**ANGEZEIGTER TEXT**
====

# Handbuch zum OP3



## Anonymous (29 Januar 2004)

Hi,
bei Siemens gibt's leider keine Onlinehilfe für ein OP3 mehr, d.h. die Links die ich hier im Forum dazu gefunden habe sind veraltet. Wer kann mir denn sagen, wo ich eine Anleitung für ein OP3 finden kann? Genau geht es um die Bedeutung /Anwendung der S und M-Meldungen.
In diesem Sinne, Klaus


----------



## Peter Wahlen (30 Januar 2004)

Hallo Klaus,

schau mal unter:

http://www4.ad.siemens.de/WW/llisap...foldersopen0=-161-686-687-696-697-&jumpto=697

mfg
Peter


----------



## knabi (9 Mai 2007)

Ich krame den Beitrag mal wieder nach oben, habe hier gerade eine Anlage mit OP3s und keine Unterlagen zu den Panels. Hat jemand von Euch einen Link oder eine PDF zum Handbuch für mich?

Gruß

Holger


----------



## knabi (9 Mai 2007)

Hat sich gerade erledigt, habe den Link in einem älteren Beitrag gefunden:

http://support.automation.siemens.c...lib.csFetch&nodeid=1143022&forcedownload=true

Und wieder mal bestätigt sich: Die SIEMENS-Homepage ist einfach zu unübersichtlich :???: ...

Gruß

Holger


----------

====

**AUFGEFÜHRTE EINTRÄGE**

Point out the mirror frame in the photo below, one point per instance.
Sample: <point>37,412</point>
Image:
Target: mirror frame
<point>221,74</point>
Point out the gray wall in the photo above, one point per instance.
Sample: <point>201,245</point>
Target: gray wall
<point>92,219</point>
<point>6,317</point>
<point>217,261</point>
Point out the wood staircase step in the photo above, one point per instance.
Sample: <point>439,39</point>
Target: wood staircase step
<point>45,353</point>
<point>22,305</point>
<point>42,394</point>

====

**ZU ERLEDIGENDE AUFGABEN**
a) Worum genau geht es Klaus bei seiner Frage im Text zum OP3-Handbuch?
b) Gib sämtliche Einträge Zeile für Zeile unverändert wieder.

**LÖSUNGEN DER AUFGABEN**
a) Um die Bedeutung und Anwendung der S- und M-Meldungen.

b)
Point out the mirror frame in the photo below, one point per instance.
Sample: <point>37,412</point>
Image:
Target: mirror frame
<point>221,74</point>
Point out the gray wall in the photo above, one point per instance.
Sample: <point>201,245</point>
Target: gray wall
<point>92,219</point>
<point>6,317</point>
<point>217,261</point>
Point out the wood staircase step in the photo above, one point per instance.
Sample: <point>439,39</point>
Target: wood staircase step
<point>45,353</point>
<point>22,305</point>
<point>42,394</point>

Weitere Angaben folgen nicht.